▶ WORUM ES GEHT
Zähle die Zeilen der folgenden Auflistung, in denen das Wort „fountain“ vorkommt. Gib nur die Zahl an.

··· BEREITGESTELLTES MATERIAL

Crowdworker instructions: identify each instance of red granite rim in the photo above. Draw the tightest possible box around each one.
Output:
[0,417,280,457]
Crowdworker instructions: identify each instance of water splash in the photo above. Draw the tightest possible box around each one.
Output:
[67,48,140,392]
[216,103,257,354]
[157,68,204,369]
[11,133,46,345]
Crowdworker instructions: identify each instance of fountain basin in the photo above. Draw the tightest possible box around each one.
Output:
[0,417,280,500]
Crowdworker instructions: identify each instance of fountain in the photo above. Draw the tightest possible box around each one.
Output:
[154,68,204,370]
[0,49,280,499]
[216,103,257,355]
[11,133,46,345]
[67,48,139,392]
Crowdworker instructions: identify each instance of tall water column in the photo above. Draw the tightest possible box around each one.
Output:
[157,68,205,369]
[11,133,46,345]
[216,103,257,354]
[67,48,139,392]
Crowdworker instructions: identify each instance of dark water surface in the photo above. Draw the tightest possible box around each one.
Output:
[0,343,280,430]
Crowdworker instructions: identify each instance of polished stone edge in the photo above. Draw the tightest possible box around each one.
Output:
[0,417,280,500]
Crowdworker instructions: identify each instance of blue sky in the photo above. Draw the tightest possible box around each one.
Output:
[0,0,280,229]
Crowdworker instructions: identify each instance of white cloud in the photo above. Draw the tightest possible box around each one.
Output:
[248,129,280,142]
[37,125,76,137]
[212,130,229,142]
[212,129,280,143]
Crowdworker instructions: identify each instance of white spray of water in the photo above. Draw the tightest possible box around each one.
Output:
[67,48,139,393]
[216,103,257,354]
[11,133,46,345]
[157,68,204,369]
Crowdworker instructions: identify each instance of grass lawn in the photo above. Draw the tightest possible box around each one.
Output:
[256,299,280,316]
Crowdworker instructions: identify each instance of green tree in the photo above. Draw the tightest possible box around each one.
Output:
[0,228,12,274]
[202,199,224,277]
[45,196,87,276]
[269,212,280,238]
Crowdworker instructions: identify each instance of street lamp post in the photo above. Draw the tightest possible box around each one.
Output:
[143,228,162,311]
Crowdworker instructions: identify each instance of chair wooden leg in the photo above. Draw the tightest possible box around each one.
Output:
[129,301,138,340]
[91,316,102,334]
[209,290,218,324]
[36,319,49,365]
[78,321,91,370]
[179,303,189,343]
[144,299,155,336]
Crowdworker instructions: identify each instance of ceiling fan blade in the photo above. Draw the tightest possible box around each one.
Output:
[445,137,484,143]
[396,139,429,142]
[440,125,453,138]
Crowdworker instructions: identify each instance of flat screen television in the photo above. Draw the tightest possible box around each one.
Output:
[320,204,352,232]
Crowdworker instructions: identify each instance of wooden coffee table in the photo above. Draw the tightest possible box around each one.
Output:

······

▶ ANTWORT ZUR AUFGABE
2